WHAT IS REQUIRED:
Put all of the data below into a Markdown table with a Row column for the row number and a Line column for the line itself, skipping blank lines. Leave the pictures out of your answer.

--- Start of SUPPLIED RECORDS ---

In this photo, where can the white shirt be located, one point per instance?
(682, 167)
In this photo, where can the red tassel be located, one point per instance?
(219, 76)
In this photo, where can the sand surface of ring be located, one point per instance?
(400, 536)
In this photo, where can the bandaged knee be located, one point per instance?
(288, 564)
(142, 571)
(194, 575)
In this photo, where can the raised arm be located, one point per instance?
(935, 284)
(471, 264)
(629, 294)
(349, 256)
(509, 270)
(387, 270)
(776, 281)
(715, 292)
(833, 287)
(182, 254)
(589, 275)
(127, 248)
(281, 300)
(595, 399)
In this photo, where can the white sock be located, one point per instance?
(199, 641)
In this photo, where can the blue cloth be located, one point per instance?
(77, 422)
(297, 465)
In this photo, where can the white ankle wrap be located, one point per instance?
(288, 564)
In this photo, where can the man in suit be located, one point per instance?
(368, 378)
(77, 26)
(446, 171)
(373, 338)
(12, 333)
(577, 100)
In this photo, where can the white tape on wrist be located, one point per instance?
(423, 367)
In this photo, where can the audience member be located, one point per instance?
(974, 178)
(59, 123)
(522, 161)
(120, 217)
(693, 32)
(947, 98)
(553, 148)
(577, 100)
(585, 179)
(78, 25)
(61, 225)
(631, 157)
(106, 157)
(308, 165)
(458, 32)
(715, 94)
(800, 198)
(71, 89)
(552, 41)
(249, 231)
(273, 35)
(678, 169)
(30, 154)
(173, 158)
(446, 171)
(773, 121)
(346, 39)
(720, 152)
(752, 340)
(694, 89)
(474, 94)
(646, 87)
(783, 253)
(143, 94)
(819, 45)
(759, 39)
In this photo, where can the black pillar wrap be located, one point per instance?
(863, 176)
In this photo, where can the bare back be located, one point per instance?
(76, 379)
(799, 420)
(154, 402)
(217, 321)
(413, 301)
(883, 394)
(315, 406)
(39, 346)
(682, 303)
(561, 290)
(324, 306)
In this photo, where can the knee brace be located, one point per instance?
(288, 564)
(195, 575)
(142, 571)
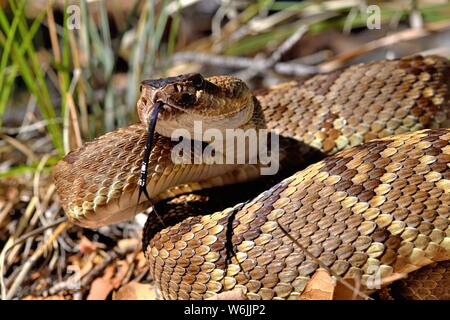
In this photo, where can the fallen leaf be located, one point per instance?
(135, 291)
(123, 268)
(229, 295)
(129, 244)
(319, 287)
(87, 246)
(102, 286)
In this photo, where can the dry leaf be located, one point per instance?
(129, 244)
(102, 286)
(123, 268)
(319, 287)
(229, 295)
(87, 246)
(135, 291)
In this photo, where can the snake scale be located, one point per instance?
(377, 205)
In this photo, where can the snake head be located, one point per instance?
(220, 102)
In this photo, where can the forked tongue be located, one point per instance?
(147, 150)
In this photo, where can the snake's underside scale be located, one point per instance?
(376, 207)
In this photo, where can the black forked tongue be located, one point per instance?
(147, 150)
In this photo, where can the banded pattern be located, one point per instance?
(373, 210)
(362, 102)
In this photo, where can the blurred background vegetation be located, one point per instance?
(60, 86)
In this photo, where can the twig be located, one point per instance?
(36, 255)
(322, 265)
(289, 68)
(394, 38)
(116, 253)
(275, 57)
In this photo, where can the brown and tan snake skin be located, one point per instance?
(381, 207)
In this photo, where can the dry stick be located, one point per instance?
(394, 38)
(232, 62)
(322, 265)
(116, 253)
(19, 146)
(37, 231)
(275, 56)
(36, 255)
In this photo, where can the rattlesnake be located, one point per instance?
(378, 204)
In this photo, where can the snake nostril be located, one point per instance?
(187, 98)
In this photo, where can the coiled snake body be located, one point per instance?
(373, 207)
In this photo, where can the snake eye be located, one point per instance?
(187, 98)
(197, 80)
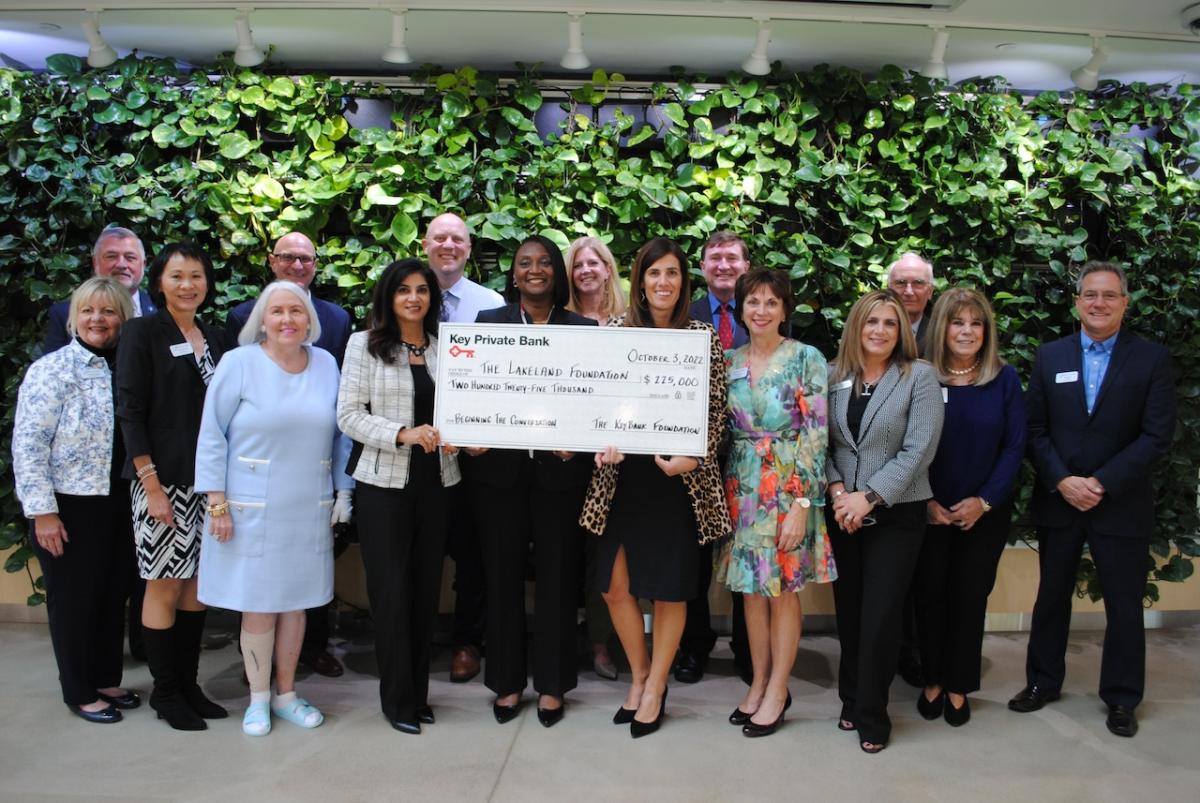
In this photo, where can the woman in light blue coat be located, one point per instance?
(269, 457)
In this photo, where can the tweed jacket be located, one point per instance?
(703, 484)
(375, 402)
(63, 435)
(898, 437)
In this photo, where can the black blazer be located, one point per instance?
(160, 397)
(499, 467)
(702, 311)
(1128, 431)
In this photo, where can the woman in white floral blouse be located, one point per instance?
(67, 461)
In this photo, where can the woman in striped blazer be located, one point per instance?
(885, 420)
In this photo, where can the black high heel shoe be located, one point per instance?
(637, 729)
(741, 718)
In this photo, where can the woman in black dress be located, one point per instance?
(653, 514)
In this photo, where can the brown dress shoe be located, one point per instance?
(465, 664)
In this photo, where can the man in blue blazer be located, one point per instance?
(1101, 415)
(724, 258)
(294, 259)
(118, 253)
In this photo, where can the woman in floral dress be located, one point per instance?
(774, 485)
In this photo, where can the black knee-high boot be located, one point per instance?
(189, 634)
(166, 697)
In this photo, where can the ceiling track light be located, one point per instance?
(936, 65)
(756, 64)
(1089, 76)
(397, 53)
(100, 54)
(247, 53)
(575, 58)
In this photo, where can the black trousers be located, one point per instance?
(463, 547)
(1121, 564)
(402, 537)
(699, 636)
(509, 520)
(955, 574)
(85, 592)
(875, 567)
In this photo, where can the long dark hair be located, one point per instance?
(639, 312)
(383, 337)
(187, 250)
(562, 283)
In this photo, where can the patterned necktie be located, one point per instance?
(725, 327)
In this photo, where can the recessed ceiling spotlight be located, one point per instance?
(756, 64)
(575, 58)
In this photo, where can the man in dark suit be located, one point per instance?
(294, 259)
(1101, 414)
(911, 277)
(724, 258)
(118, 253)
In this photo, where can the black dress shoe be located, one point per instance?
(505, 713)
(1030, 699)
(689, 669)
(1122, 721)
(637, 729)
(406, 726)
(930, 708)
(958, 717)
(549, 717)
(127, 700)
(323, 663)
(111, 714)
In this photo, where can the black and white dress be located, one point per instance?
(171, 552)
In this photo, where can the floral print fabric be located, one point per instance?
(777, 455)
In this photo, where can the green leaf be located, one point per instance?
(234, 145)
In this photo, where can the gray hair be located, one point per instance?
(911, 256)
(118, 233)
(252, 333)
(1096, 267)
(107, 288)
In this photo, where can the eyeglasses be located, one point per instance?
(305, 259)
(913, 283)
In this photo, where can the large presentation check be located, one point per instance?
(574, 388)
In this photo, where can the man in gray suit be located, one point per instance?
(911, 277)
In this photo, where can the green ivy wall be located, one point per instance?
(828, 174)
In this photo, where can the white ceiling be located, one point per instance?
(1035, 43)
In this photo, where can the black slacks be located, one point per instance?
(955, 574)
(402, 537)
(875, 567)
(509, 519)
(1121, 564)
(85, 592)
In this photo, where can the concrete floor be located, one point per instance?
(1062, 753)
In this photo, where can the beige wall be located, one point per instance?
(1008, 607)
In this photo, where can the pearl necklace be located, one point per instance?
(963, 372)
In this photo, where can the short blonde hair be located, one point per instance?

--- End of SUPPLIED RECORDS ---

RESULT OF THIS EXERCISE:
| Row | Line |
|---|---|
| 1 | In this photo, where can the white shirt be located, one point per instance? |
| 2 | (682, 167) |
| 3 | In this photo, where can the red tassel be located, one point per instance? |
| 4 | (219, 76) |
| 5 | In this photo, where can the sand surface of ring be located, one point per instance? |
| 6 | (400, 536) |
| 7 | In this photo, where can the bandaged knee be located, one point per instance? |
| 8 | (288, 564) |
| 9 | (142, 571) |
| 10 | (194, 575) |
| 11 | In this photo, where can the raised arm be located, one point per instance? |
| 12 | (935, 284) |
| 13 | (471, 264) |
| 14 | (629, 294) |
| 15 | (349, 256) |
| 16 | (509, 270) |
| 17 | (387, 270) |
| 18 | (776, 281) |
| 19 | (715, 292) |
| 20 | (833, 287) |
| 21 | (182, 254) |
| 22 | (589, 275) |
| 23 | (127, 248) |
| 24 | (281, 300) |
| 25 | (595, 399) |
| 26 | In this photo, where can the white sock be located, one point per instance? |
| 27 | (199, 641) |
| 28 | In this photo, where can the blue cloth be located, one point per instance? |
| 29 | (77, 422) |
| 30 | (297, 465) |
| 31 | In this photo, where can the white ankle wrap be located, one point per instance? |
| 32 | (288, 564) |
| 33 | In this photo, where can the man in suit be located, one point per instance? |
| 34 | (368, 378) |
| 35 | (77, 26) |
| 36 | (446, 171) |
| 37 | (373, 338) |
| 38 | (12, 333) |
| 39 | (577, 100) |
| 40 | In this photo, where can the white tape on wrist be located, one point per instance? |
| 41 | (423, 367) |
| 42 | In this photo, where can the audience member be located, one point per instance? |
| 43 | (974, 178) |
| 44 | (59, 123) |
| 45 | (522, 161) |
| 46 | (120, 217) |
| 47 | (693, 32) |
| 48 | (947, 98) |
| 49 | (553, 148) |
| 50 | (577, 100) |
| 51 | (585, 179) |
| 52 | (78, 25) |
| 53 | (61, 225) |
| 54 | (631, 157) |
| 55 | (106, 157) |
| 56 | (308, 165) |
| 57 | (458, 32) |
| 58 | (715, 94) |
| 59 | (800, 198) |
| 60 | (71, 89) |
| 61 | (552, 41) |
| 62 | (249, 231) |
| 63 | (273, 35) |
| 64 | (678, 169) |
| 65 | (30, 154) |
| 66 | (173, 158) |
| 67 | (446, 171) |
| 68 | (773, 121) |
| 69 | (346, 39) |
| 70 | (720, 152) |
| 71 | (752, 340) |
| 72 | (694, 89) |
| 73 | (474, 94) |
| 74 | (646, 87) |
| 75 | (783, 253) |
| 76 | (143, 94) |
| 77 | (819, 45) |
| 78 | (759, 39) |
| 79 | In this photo, where can the black pillar wrap be located, one point per instance? |
| 80 | (863, 176) |
| 81 | In this photo, where can the bare back be located, one point per instance? |
| 82 | (76, 379) |
| 83 | (799, 420) |
| 84 | (154, 402) |
| 85 | (217, 321) |
| 86 | (413, 301) |
| 87 | (883, 394) |
| 88 | (315, 406) |
| 89 | (39, 346) |
| 90 | (682, 303) |
| 91 | (561, 290) |
| 92 | (324, 306) |
| 93 | In this photo, where can the knee brace be located, one point per instance? |
| 94 | (288, 564) |
| 95 | (195, 575) |
| 96 | (142, 571) |
| 97 | In this photo, where can the fallen leaf be located, one point per instance? |
| 98 | (135, 291) |
| 99 | (123, 268) |
| 100 | (229, 295) |
| 101 | (129, 244) |
| 102 | (319, 287) |
| 103 | (87, 246) |
| 104 | (102, 286) |
| 105 | In this photo, where can the dry leaf be located, one point per instance? |
| 106 | (129, 244) |
| 107 | (102, 286) |
| 108 | (123, 268) |
| 109 | (319, 287) |
| 110 | (229, 295) |
| 111 | (87, 246) |
| 112 | (135, 291) |
| 113 | In this photo, where can the snake scale be located, one point per instance? |
| 114 | (377, 205) |
| 115 | In this photo, where can the snake head be located, one point per instance? |
| 116 | (220, 102) |
| 117 | In this photo, where can the forked tongue be located, one point per instance? |
| 118 | (147, 150) |
| 119 | In this photo, where can the snake's underside scale be located, one point per instance? |
| 120 | (376, 207) |
| 121 | In this photo, where can the black forked tongue be located, one point per instance? |
| 122 | (147, 150) |
| 123 | In this photo, where can the banded pattern be located, one point per instance? |
| 124 | (373, 210) |
| 125 | (362, 102) |
| 126 | In this photo, where can the blurred background vegetation be located, one point per instance? |
| 127 | (60, 86) |
| 128 | In this photo, where can the twig be located, one point per instance? |
| 129 | (36, 255) |
| 130 | (322, 265) |
| 131 | (289, 68) |
| 132 | (394, 38) |
| 133 | (116, 253) |
| 134 | (275, 57) |
| 135 | In this photo, where can the brown and tan snake skin be located, one point per instance? |
| 136 | (381, 207) |
| 137 | In this photo, where can the dry stick be located, one point per instance? |
| 138 | (394, 38) |
| 139 | (232, 62) |
| 140 | (322, 265) |
| 141 | (116, 253) |
| 142 | (19, 146) |
| 143 | (37, 231) |
| 144 | (275, 56) |
| 145 | (36, 255) |
| 146 | In this photo, where can the rattlesnake be located, one point per instance? |
| 147 | (378, 204) |
| 148 | In this photo, where can the snake nostril be located, one point per instance? |
| 149 | (187, 98) |
| 150 | In this photo, where can the coiled snake body be located, one point per instance? |
| 151 | (373, 207) |
| 152 | In this photo, where can the snake eye be located, one point per instance? |
| 153 | (187, 98) |
| 154 | (197, 80) |
| 155 | In this photo, where can the woman in light blue coat be located, one point per instance? |
| 156 | (269, 457) |
| 157 | In this photo, where can the tweed jacket be located, one point per instance? |
| 158 | (703, 484) |
| 159 | (375, 402) |
| 160 | (63, 435) |
| 161 | (898, 437) |
| 162 | In this photo, where can the black blazer be located, one point per instance? |
| 163 | (160, 397) |
| 164 | (499, 467) |
| 165 | (702, 311) |
| 166 | (1128, 431) |
| 167 | In this photo, where can the woman in white floral blouse be located, one point per instance? |
| 168 | (67, 461) |
| 169 | In this photo, where can the woman in striped blazer be located, one point per instance? |
| 170 | (885, 420) |
| 171 | In this photo, where can the black high heel shoe be located, one point per instance? |
| 172 | (637, 729) |
| 173 | (741, 718) |
| 174 | In this photo, where can the woman in black dress be located, one point per instance? |
| 175 | (653, 514) |
| 176 | In this photo, where can the brown dress shoe be located, one point per instance? |
| 177 | (465, 664) |
| 178 | In this photo, where can the man in blue blazer be located, one point per instance? |
| 179 | (1101, 415) |
| 180 | (724, 258) |
| 181 | (294, 259) |
| 182 | (118, 253) |
| 183 | In this photo, where can the woman in floral dress be located, one point per instance? |
| 184 | (774, 485) |
| 185 | In this photo, where can the black knee-high boot be located, one point per instance? |
| 186 | (189, 634) |
| 187 | (166, 697) |
| 188 | In this photo, where can the ceiling track light be located, one point per instance? |
| 189 | (936, 65) |
| 190 | (756, 64) |
| 191 | (1089, 76) |
| 192 | (397, 53) |
| 193 | (100, 54) |
| 194 | (247, 53) |
| 195 | (575, 58) |
| 196 | In this photo, where can the black trousers be located, one point per instance? |
| 197 | (463, 547) |
| 198 | (1121, 564) |
| 199 | (402, 537) |
| 200 | (699, 636) |
| 201 | (509, 520) |
| 202 | (955, 574) |
| 203 | (85, 592) |
| 204 | (875, 567) |
| 205 | In this photo, where can the long dark hair be located, one point per instance? |
| 206 | (639, 312) |
| 207 | (383, 337) |
| 208 | (187, 250) |
| 209 | (562, 283) |
| 210 | In this photo, where can the patterned necktie be located, one point per instance? |
| 211 | (725, 327) |
| 212 | In this photo, where can the recessed ceiling spotlight be located, one point per instance? |
| 213 | (756, 64) |
| 214 | (575, 58) |
| 215 | In this photo, where can the man in dark suit be located, one point per instance? |
| 216 | (294, 259) |
| 217 | (1101, 414) |
| 218 | (911, 277) |
| 219 | (724, 258) |
| 220 | (118, 253) |
| 221 | In this photo, where can the black dress shoe be located, one point per instance? |
| 222 | (505, 713) |
| 223 | (1030, 699) |
| 224 | (689, 669) |
| 225 | (1122, 721) |
| 226 | (637, 729) |
| 227 | (406, 726) |
| 228 | (930, 708) |
| 229 | (958, 717) |
| 230 | (549, 717) |
| 231 | (127, 700) |
| 232 | (323, 663) |
| 233 | (111, 714) |
| 234 | In this photo, where can the black and white dress be located, one point per instance? |
| 235 | (171, 552) |
| 236 | In this photo, where can the floral print fabric be located, one point per instance? |
| 237 | (777, 455) |
| 238 | In this photo, where can the green leaf be located, one point per instance? |
| 239 | (234, 145) |
| 240 | In this photo, where can the gray hair be located, one point per instance? |
| 241 | (911, 256) |
| 242 | (118, 233) |
| 243 | (252, 333) |
| 244 | (1096, 267) |
| 245 | (107, 288) |
| 246 | In this photo, where can the eyeglasses be located, one point per instance? |
| 247 | (305, 259) |
| 248 | (913, 283) |
| 249 | In this photo, where can the large presentation check be located, one point per instance? |
| 250 | (574, 388) |
| 251 | In this photo, where can the man in gray suit be located, one point per instance? |
| 252 | (911, 277) |
| 253 | In this photo, where can the green ivy wall be located, one point per instance? |
| 254 | (828, 174) |
| 255 | In this photo, where can the white ceiling be located, one point per instance? |
| 256 | (1035, 43) |
| 257 | In this photo, where can the black slacks be located, one point per instance? |
| 258 | (955, 574) |
| 259 | (402, 537) |
| 260 | (875, 567) |
| 261 | (509, 519) |
| 262 | (1121, 564) |
| 263 | (85, 592) |
| 264 | In this photo, where can the concrete floor be located, one point per instance? |
| 265 | (1062, 753) |
| 266 | In this photo, where can the beige wall be located, one point per instance? |
| 267 | (1008, 607) |
| 268 | In this photo, where can the pearl necklace be located, one point per instance? |
| 269 | (963, 372) |
| 270 | In this photo, where can the short blonde hair be located, one point per instance? |